## BEGIN PROVIDED PASSAGE
Presented by Brief Communications


Communication is easy. It’s the collaboration that’s difficult. It’s a digital-first world now, with employees working remotely and offices spread across the world, or even in companies with flexible schedules and a great work-from-home policy. Most companies have got the communication part down, going all-in on online tools like Slack.

Cloud communication tools have been a lifesaver for many offices. They deliver synchronous communication for every employee and eliminate endless, time-consuming email chains. Employees are able to create various channels and groups, pull people together to discuss projects and timelines, and connect an office in ways that can be both social and productive, and create a collaborative environment.

Unfortunately, that’s not actually collaboration, says Gregor Dudash, CMO of Brief Communications.  “The problem is that most companies confuse communication with collaboration, and it isn’t exchanging Slack messages about a project,” he explains. “Collaboration is working collectively with your team to accomplish a goal, achieve a result, solve a problem. It’s the difference between sharing information and combining those pieces of data to create something new.”

Of course, communication doesn’t require collaboration, but without communication, you can’t collaborate. It sounds reductive and obvious, but it’s a simple, subtle truth that’s too easy to simply overlook. Right now, businesses are full up on communication tools – they need solutions that specifically center collaboration and eliminate the multi-channel distractions that chat solutions can sometimes create. Collaboration tools, says Dudash, should simply focus on helping their workforce seamlessly share files, set deadlines, brainstorm and meet up.

“By speeding up communication and making it less formal in attempts to bring B2B communication closer to C2C style, those tools have generated the culture of ‘fake engagement,'” he says. “Employees believe that if they’re actively responding in all chats, participating in calls or creating tasks, they’re bringing value. But they’re contributing to the process, not the results.”

Many companies do recognize the unavoidable limitations of chat tools. So to collaborate productively and accomplish company initiatives, they turn to a wide variety of digital tools, such as Trello for tasks, Figma for designers, Jira for developers. But that can just bring complexity to projects and tangle collaboration between departments, Dudash says.

“It prevents managers from doing their main job — actually paying attention to and managing their teams,” he explains. “Instead, they are disturbed by constantly tracking all these tools, modifying and editing meetings, following various chats, and looking after task completion.”
## END PROVIDED PASSAGE
## BEGIN RECORD EXCERPTS
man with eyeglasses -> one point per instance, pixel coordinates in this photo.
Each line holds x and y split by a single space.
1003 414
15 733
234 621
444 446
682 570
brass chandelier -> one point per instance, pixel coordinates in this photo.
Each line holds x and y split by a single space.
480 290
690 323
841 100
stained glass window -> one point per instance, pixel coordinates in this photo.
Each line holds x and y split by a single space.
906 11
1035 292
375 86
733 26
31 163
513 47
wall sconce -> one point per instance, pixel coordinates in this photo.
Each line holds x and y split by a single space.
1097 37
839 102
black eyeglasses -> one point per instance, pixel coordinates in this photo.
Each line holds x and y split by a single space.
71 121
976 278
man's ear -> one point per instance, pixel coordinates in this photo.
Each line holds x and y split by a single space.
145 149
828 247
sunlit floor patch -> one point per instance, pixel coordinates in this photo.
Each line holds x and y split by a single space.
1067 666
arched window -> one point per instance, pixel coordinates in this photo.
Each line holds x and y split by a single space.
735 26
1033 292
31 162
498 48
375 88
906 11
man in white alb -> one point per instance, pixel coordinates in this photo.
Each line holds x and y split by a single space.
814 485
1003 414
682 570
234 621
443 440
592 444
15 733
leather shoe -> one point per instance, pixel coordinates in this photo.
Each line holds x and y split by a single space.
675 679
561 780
## END RECORD EXCERPTS
PROBLEMS TO SOLVE:
1) In the article on workplace collaboration, what is Gregor Dudash's role at Brief Communications?
2) Write out the article on workplace collaboration from "Presented by Brief" up to and including "tools like Slack.".
Rely solely on the article on workplace collaboration.

RESPONSES TO THE TASKS:
1) He is the CMO.

2)
Presented by Brief Communications


Communication is easy. It’s the collaboration that’s difficult. It’s a digital-first world now, with employees working remotely and offices spread across the world, or even in companies with flexible schedules and a great work-from-home policy. Most companies have got the communication part down, going all-in on online tools like Slack.